_Stored data_
= = =

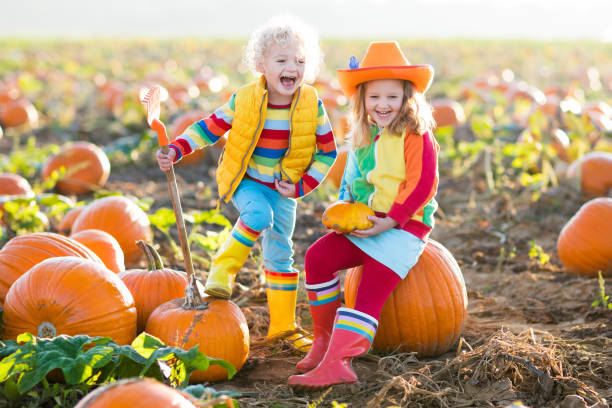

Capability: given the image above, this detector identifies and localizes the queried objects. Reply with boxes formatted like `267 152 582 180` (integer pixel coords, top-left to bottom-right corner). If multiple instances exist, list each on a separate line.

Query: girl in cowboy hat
157 16 336 351
289 42 439 389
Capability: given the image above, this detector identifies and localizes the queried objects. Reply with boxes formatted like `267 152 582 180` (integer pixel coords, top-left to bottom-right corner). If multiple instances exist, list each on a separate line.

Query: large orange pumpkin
321 201 374 233
42 142 110 194
145 297 249 382
567 152 612 197
75 378 197 408
557 197 612 276
2 256 136 344
0 173 34 197
70 229 125 273
119 241 189 333
72 196 152 265
0 232 104 306
344 239 468 356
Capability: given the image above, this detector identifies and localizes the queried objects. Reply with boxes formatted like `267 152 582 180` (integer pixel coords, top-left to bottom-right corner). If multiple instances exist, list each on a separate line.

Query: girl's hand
274 180 295 198
351 215 397 238
156 149 176 171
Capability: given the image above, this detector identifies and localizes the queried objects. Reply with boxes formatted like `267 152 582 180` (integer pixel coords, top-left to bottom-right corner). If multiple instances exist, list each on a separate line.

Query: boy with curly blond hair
157 16 336 350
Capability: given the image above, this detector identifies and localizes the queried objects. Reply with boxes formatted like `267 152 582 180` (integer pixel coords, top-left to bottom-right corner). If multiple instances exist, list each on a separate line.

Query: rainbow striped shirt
170 94 336 197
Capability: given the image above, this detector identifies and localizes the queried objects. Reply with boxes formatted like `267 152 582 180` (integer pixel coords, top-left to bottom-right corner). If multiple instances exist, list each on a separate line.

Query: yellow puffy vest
217 75 319 202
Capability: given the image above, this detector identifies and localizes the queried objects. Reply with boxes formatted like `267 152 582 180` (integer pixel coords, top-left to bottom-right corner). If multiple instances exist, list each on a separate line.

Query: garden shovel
141 85 202 306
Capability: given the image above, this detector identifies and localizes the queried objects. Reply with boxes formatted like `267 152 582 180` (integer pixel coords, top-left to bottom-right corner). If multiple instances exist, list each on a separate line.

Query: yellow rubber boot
204 220 259 299
266 271 312 352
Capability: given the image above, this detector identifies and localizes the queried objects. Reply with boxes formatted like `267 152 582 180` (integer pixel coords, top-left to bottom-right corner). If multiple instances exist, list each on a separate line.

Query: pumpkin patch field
0 39 612 408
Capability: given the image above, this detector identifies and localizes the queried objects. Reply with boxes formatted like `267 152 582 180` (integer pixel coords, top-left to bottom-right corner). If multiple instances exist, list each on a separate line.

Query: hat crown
360 41 410 68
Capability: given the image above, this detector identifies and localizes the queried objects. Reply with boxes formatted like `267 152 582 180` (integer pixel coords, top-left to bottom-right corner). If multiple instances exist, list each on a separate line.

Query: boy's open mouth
281 76 296 88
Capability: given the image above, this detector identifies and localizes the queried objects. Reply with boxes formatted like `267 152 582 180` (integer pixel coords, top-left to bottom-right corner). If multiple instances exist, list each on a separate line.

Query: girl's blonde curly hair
243 15 323 82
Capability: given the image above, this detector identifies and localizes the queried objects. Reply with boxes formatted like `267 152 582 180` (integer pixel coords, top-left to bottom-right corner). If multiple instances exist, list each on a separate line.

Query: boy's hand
274 180 295 198
156 149 176 172
351 215 397 238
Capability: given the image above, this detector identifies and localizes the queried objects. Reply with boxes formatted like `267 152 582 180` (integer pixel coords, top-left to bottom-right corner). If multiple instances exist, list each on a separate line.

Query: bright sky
0 0 612 41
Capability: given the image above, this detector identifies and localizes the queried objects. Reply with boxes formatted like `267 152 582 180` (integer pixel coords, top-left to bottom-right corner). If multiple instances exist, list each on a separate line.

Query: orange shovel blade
141 85 168 146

= = =

_Problem to solve_
Give back every line of the records above word for word, leaving out the pictures.

_Result for this exercise_
Capability: given the image above, this detector identifies and localizes the queried objects. Reply with boxes formatted like `267 152 582 180` (integer pixel coords, top-left to bottom-right corner). If multiple instances exist, list each on a separate line.

Query: girl in cowboy hat
157 16 336 351
289 42 439 389
Capability: given the image above, this detector identifies and localizes the queried objects. Reply with boxes formatted like `267 152 582 180` (integer pixel coords, top-left to bottom-right corner). If multiple instances exist, list each on a separate line.

Query: large orange pumpkin
321 201 374 233
42 142 110 194
145 297 249 382
567 152 612 197
75 378 197 408
557 197 612 276
2 256 136 344
0 173 34 197
70 229 125 273
119 241 189 333
72 196 152 265
0 232 104 306
344 239 468 356
Capability: given the image above, this detector identifies and localizes the queried objects. Reply with boxes formatted like `267 152 582 180` (integer pixel coords, top-left to bottom-right corner). If multiple instances exist, list each on a separate line.

Query: girl's hand
274 180 295 198
351 215 397 238
156 149 176 171
Capability: given the image above, this detector identifies and localizes the queried objects. Reply with boxes formatted like `267 152 582 180` (integer pixel coords, top-left to bottom-right corner). If multiple instances exist, list each on a separate line.

Query: boy with curly blond hair
157 16 336 350
Capability: given the image above, this detector identifies and localizes the queried objects. Reply with boxes formatted like `267 152 582 180` (integer pixel coords, top-left to bottom-right corner). If multiple instances exist, list each on a separate line.

Query: rainbow striped shirt
170 94 336 197
Capability: given the image above, this detector identifies and localizes the queried objects. Reply with boxes formatted like `267 152 582 180` (integer pixel coords, top-left to bottom-right corner). If multiple instances exist, list each on a separate line.

Query: yellow puffy vest
217 75 319 202
Capability: given the image above, this detector identifies and localizes the queried objects. Reply with boxes formatted like `267 152 582 180` (integer pixel coords, top-left to bottom-right corner). If multiple instances exist, list each on a separate line.

Query: garden shovel
141 85 202 306
Capability: given the image above, this detector identifies and localizes the queried objects. Reply with boxes formatted like `267 152 582 180` (integer pixel coords, top-left to bottom-right corner). If multiple instances exist, list each on a separate line.

Query: yellow rubber boot
204 220 259 299
266 271 312 352
Capability: given the image above, this detector identifies and localizes the queried objects. Reply with boxes formatted like `267 152 582 180` (integer pixel coords, top-left to bottom-right corner). If multiple instances exist, list each on a separate line.

Query: pumpkin patch field
0 39 612 408
Capability: given the image above, this detector identifies and localizes the queried objects. Reply with boxes formatted like `267 152 582 180` (integer pixel coords, top-left to bottom-right corner). If multiple instances exist, list each on a separate line.

Query: hat crown
360 41 410 68
Capability: given the image above, this detector identifies and localizes the queried objects. Reply with boxes formatted like `267 152 582 180` (integer pixel coords, top-left to bottom-right corner). If multiple instances exist, list each on a separate line.

Query: boy's open mouth
281 76 296 88
Capability: given the image above, this detector identifies and localizes the queried objects. Reply with boxes formatted like `267 152 582 180` (integer pixel coords, top-left to bottom-right corner). If multiple instances exist, list each on a separate line.

Query: girl's blonde curly hair
243 15 323 82
Capability: given the image above, this detector identifies and localizes the queried objects. Reply with boxes formatted like `267 152 582 180` (integer pixel coords, top-left to bottom-right corner). If multiple instances exist, list each on a separate line.

Query: boy's hand
274 180 295 198
156 149 176 172
351 215 397 238
Capability: given the image above, this detector identifies and localizes the queried objects. Reply with boxes formatted like `267 152 582 180` (integer pixel coords, top-left to bottom-right corner). If multiple instances exist, list each on a separate line.

Query: bright sky
0 0 612 41
Capability: given the image above, this detector identifies and localizes the queried objects. Reply with boxes formatted like `267 152 582 180` (integer pixel coords, top-left to bottom-right corner). If multiple instances exist, list each on a separate line.

Query: orange shovel blade
141 85 168 146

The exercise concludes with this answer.